═══ The data ═══

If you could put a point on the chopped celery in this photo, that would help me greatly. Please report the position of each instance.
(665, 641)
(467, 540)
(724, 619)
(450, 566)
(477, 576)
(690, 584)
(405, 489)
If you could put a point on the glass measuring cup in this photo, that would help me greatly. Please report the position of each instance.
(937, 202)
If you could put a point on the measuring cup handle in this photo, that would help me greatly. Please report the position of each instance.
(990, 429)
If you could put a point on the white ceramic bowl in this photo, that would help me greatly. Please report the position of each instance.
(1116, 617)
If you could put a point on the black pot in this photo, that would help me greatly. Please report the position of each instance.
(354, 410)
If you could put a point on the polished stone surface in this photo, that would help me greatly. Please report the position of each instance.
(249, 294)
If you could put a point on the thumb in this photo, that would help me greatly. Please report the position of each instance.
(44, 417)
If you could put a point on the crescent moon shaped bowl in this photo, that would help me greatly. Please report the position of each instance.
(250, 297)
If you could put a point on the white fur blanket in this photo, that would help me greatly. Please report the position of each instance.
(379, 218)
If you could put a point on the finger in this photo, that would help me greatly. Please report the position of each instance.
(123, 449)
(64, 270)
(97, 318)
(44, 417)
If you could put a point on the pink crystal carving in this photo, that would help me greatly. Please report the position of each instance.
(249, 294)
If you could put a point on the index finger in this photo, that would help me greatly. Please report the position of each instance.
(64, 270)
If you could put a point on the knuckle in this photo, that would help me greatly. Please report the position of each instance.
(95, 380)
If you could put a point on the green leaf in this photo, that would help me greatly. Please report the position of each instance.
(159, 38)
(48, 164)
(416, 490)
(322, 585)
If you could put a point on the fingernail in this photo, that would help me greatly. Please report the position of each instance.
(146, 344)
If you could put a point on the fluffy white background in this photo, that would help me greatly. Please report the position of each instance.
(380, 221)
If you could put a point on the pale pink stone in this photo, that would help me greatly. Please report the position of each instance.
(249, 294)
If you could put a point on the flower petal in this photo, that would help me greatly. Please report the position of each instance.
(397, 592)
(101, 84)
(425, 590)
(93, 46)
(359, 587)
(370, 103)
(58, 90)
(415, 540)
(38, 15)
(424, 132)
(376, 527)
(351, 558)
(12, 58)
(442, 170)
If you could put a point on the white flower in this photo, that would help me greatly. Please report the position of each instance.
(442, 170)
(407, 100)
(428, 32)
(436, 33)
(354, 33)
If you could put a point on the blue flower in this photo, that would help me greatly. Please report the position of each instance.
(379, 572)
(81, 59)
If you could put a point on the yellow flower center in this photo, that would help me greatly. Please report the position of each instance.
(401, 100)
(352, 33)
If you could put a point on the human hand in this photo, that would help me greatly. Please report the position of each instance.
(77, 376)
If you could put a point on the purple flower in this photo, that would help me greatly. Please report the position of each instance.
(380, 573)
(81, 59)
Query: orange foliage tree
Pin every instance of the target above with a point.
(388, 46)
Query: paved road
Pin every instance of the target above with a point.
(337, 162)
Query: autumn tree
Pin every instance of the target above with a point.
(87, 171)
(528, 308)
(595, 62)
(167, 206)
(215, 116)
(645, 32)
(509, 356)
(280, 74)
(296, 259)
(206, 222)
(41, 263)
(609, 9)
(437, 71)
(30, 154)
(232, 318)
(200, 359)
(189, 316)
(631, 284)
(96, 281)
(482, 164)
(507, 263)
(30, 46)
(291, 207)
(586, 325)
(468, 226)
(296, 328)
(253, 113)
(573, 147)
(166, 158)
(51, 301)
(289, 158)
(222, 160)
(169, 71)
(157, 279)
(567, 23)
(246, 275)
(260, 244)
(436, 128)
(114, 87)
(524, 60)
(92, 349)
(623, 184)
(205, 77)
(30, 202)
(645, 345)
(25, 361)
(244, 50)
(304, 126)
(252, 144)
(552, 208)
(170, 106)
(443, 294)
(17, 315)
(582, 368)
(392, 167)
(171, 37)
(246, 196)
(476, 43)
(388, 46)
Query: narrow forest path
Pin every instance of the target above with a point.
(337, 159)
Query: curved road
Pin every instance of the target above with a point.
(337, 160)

═══

- Task statement
From the listing above, collect each line in which the string "Query" appears.

- Task output
Query: orange foliage tree
Query: paved road
Query: autumn tree
Query: narrow forest path
Query: curved road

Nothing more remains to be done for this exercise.